§ **REQUEST**:
Each line that follows should be printed again exactly as it stands.

§ **RECORDS FOR THE TASK**:

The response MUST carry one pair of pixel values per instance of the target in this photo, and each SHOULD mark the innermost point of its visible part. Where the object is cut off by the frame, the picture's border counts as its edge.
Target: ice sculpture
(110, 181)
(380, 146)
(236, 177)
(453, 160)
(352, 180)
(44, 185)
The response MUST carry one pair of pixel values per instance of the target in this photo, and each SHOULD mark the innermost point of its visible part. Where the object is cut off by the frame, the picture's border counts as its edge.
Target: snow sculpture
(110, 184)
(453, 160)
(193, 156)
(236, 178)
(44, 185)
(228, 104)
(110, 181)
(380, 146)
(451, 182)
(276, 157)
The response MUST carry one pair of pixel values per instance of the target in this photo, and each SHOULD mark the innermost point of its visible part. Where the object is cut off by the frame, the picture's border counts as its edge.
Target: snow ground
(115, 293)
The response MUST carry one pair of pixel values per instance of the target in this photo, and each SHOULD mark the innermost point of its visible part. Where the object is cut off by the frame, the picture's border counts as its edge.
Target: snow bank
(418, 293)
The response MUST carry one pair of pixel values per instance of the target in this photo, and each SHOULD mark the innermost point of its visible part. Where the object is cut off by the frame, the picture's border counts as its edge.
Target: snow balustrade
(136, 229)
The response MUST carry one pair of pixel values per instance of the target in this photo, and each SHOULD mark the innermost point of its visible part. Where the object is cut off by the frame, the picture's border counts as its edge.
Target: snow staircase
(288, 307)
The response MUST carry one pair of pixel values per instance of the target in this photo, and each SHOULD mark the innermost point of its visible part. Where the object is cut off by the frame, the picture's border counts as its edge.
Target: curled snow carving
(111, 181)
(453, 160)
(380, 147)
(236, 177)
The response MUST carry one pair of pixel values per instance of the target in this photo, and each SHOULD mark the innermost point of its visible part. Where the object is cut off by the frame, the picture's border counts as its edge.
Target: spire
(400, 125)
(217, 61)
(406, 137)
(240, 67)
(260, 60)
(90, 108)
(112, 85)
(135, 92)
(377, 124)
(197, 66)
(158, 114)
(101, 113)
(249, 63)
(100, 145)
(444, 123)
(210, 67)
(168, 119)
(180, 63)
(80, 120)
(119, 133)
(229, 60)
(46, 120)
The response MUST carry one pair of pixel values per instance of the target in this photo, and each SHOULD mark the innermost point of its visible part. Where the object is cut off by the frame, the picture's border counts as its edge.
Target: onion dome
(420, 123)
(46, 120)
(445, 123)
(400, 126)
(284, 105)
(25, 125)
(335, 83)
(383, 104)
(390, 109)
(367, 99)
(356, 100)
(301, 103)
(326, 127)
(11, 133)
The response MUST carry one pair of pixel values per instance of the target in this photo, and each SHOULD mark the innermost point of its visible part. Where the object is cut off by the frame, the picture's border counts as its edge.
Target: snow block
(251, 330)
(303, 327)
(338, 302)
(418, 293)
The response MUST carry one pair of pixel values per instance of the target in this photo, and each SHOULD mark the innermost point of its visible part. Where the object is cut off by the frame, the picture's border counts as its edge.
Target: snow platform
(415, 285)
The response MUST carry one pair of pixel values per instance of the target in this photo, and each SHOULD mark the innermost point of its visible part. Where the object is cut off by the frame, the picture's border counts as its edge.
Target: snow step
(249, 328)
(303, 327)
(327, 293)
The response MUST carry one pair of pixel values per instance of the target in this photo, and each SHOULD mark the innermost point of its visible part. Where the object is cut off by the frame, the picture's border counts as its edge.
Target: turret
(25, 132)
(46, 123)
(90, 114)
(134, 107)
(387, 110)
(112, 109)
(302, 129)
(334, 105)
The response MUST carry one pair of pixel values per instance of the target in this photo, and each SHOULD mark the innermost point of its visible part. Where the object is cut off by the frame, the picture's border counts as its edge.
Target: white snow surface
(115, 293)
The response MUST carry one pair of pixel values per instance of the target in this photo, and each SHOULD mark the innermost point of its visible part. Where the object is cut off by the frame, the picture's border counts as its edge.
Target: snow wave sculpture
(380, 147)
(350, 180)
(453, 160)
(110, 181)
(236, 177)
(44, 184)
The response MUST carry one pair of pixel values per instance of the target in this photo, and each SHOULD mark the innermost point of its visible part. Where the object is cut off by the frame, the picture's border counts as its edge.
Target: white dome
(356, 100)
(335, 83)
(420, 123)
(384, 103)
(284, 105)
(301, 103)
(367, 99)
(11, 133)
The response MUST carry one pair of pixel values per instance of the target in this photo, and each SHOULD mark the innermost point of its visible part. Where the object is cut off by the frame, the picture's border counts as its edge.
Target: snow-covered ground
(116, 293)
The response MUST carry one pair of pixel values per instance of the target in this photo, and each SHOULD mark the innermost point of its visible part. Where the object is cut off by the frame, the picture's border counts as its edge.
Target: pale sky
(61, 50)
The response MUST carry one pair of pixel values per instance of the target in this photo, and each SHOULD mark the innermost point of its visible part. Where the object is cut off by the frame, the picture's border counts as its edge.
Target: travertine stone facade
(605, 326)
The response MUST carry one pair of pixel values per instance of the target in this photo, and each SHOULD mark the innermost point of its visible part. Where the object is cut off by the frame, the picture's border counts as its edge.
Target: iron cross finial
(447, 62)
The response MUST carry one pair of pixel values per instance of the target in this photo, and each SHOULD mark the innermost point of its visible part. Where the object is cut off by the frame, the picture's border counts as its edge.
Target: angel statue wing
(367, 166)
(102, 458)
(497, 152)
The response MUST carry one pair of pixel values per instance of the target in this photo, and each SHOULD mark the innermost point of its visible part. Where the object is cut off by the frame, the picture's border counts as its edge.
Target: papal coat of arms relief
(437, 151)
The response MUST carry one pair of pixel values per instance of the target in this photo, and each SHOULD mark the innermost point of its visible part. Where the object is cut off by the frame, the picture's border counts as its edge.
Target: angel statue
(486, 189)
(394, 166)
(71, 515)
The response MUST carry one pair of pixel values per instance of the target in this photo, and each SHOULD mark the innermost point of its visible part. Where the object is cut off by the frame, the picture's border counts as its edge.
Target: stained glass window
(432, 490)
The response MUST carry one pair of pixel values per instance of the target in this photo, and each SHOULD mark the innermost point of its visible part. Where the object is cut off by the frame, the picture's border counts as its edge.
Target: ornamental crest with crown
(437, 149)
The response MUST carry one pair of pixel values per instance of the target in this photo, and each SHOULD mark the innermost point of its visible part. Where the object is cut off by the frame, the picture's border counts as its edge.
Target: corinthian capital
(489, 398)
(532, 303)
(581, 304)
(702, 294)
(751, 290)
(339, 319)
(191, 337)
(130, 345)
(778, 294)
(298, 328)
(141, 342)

§ **FINAL RESULT**:
The response MUST carry one pair of pixel values per instance of the target in this photo, and each SHOULD mark the innermost point of its visible part. Where the object is cut off by the frame, the picture's border counts as its edge.
Target: ice sculpture
(110, 181)
(380, 146)
(236, 177)
(453, 160)
(352, 180)
(44, 185)
The response MUST carry one pair of pixel values per instance of the target in this photo, and each SHOULD mark the innermost point of its visible part. Where the object is cut off by the frame, the picture's border counts as its edge.
Target: snow sculpture
(110, 184)
(453, 160)
(193, 156)
(236, 178)
(44, 185)
(228, 104)
(110, 181)
(380, 146)
(451, 182)
(276, 157)
The response MUST carry one pair of pixel values per instance of the target in this photo, and each SHOULD mark the innermost point of its visible part. Where the object is cut off by the frame, the picture's border counts as its edge.
Target: snow ground
(115, 293)
The response MUST carry one pair of pixel values per instance of the target in this photo, and each SHOULD mark the innermost point of its visible part. Where the object is cut off by the frame, the picture's border counts as its edge.
Target: snow bank
(418, 293)
The response MUST carry one pair of pixel values per instance of the target in this photo, and each SHOULD mark the innermost point of its visible part. Where the object is cut off by the frame, the picture's border counts as its edge.
Target: snow balustrade
(136, 229)
The response MUST carry one pair of pixel values per instance of the target in this photo, and each SHOULD mark the innermost point of its visible part. Where the object is cut off by the frame, the picture's border counts as its edge.
Target: snow staircase
(288, 307)
The response MUST carry one pair of pixel values per instance of the target in this photo, and each SHOULD mark the innermost point of its visible part. Where the object is cut off by the frame, the picture's border counts as its edge.
Target: curled snow carving
(111, 181)
(453, 160)
(380, 147)
(236, 177)
The response MUST carry one pair of pixel values per instance of the target in this photo, and each SHOULD mark the innermost point of its visible part. Where the object is cut off by the frame, the picture's border counts as its edge.
Target: spire
(400, 125)
(217, 61)
(406, 137)
(240, 67)
(260, 60)
(90, 108)
(112, 85)
(135, 92)
(377, 124)
(197, 66)
(158, 114)
(101, 113)
(249, 63)
(100, 145)
(444, 123)
(210, 67)
(168, 119)
(180, 63)
(80, 120)
(119, 133)
(229, 60)
(46, 120)
The response MUST carry one pair of pixel values per instance of the target in this photo, and each SHOULD mark the innermost point of its visible part. Where the object is cut off by the frame, the picture's border counts as its edge.
Target: onion dome
(420, 123)
(46, 120)
(445, 123)
(400, 126)
(284, 105)
(25, 125)
(335, 83)
(383, 104)
(390, 109)
(367, 99)
(356, 100)
(301, 103)
(326, 127)
(11, 133)
The response MUST carry one pair of pixel values per instance of the target in this photo, and each SHOULD mark the innermost point of its visible part. Where the object is cut off by the frame, the picture's border counts as its edge.
Target: snow block
(251, 330)
(303, 327)
(338, 302)
(418, 293)
The response MUST carry one pair of pixel values per instance of the target in this photo, and each SHOULD mark the innermost point of its visible part. Where the object is cut off by the frame, the picture's border counts as its edge.
Target: snow platform
(415, 285)
The response MUST carry one pair of pixel values per instance of the target in this photo, and each SHOULD mark the innermost point of its visible part. Where the object is cut off by the frame, the picture's border counts as its edge.
Target: snow step
(249, 328)
(303, 327)
(327, 293)
The response MUST carry one pair of pixel values per instance of the target in this photo, and each SHOULD mark the innermost point of its visible part. Where the object is cut off by the frame, the picture's border counts as its edge.
Target: turret
(25, 132)
(46, 123)
(90, 114)
(134, 107)
(387, 110)
(112, 109)
(302, 129)
(334, 105)
The response MUST carry one pair of pixel values per instance of the target in this photo, and each SHOULD mark the innermost point of its visible part. Where the object is cut off by the frame, the picture's border counts as its edge.
Target: white snow surface
(115, 293)
The response MUST carry one pair of pixel values per instance of the target in this photo, and each SHOULD mark the innermost point of its visible part. Where the object is cut off by the frame, the picture's border counts as its edge.
Target: snow wave sculpture
(380, 147)
(350, 180)
(453, 160)
(110, 181)
(236, 177)
(44, 184)
The response MUST carry one pair of pixel values per instance of the target in this photo, and each SHOULD mark the innermost point of its visible part. Where the object is cut off by the frame, the picture's border counts as its edge.
Target: white dome
(356, 100)
(335, 83)
(420, 123)
(384, 103)
(284, 105)
(301, 103)
(367, 99)
(11, 133)
The response MUST carry one pair of pixel values per instance of the target in this photo, and each SHOULD mark the innermost point of its visible part. Where the object is cut off by the frame, the picture's border counts as its edge.
Target: snow-covered ground
(116, 293)
The response MUST carry one pair of pixel values per instance of the target in this photo, and each SHOULD mark the innermost point of its visible part. Where the object is cut off by the frame, the picture's border counts as its edge.
Target: pale sky
(61, 50)
The response MUST carry one pair of pixel values per instance of the target in this photo, and each SHOULD mark the innermost point of its visible part. Where the object is cut off by the frame, the picture's border counts as its edge.
Target: travertine stone facade
(605, 326)
The response MUST carry one pair of pixel values per instance of the target in this photo, and each SHOULD mark the innermost point of its visible part. Where the object is cut off by the frame, the picture's border counts as its edge.
Target: iron cross finial
(447, 62)
The response MUST carry one pair of pixel values per instance of the target in this photo, and each SHOULD mark the innermost point of its visible part. Where the object is cut off by the frame, the picture's border counts as its edge.
Target: angel statue wing
(367, 166)
(102, 458)
(497, 152)
The response MUST carry one pair of pixel values per instance of the target in this photo, and each SHOULD mark the innermost point of its visible part. Where the object is cut off by the frame, the picture's border counts as its edge.
Target: papal coat of arms relief
(437, 151)
The response MUST carry one pair of pixel values per instance of the target in this photo, and each SHOULD mark the innermost point of its visible part. Where the object is cut off by the frame, the picture's border counts as its edge.
Target: angel statue
(486, 189)
(394, 166)
(71, 515)
The response MUST carry one pair of pixel values per instance of the target in this photo, and each SHOULD mark the innermost point of its visible part. Where the object is cut off by the frame, the picture's border counts as its edge.
Target: stained glass window
(432, 490)
The response MUST carry one pair of pixel values per instance of the target in this photo, and each SHOULD mark the innermost point of its visible part. Where the object is cut off by the frame, the picture's border counts as its edge.
Target: ornamental crest with crown
(437, 149)
The response MUST carry one pair of pixel values per instance of the target in this photo, and each SHOULD mark the innermost point of its visible part. Where the object is cut off by the frame, the picture's border counts as its edge.
Target: corinthian capital
(489, 398)
(532, 303)
(581, 304)
(702, 294)
(751, 290)
(339, 319)
(191, 337)
(130, 345)
(778, 294)
(298, 328)
(141, 342)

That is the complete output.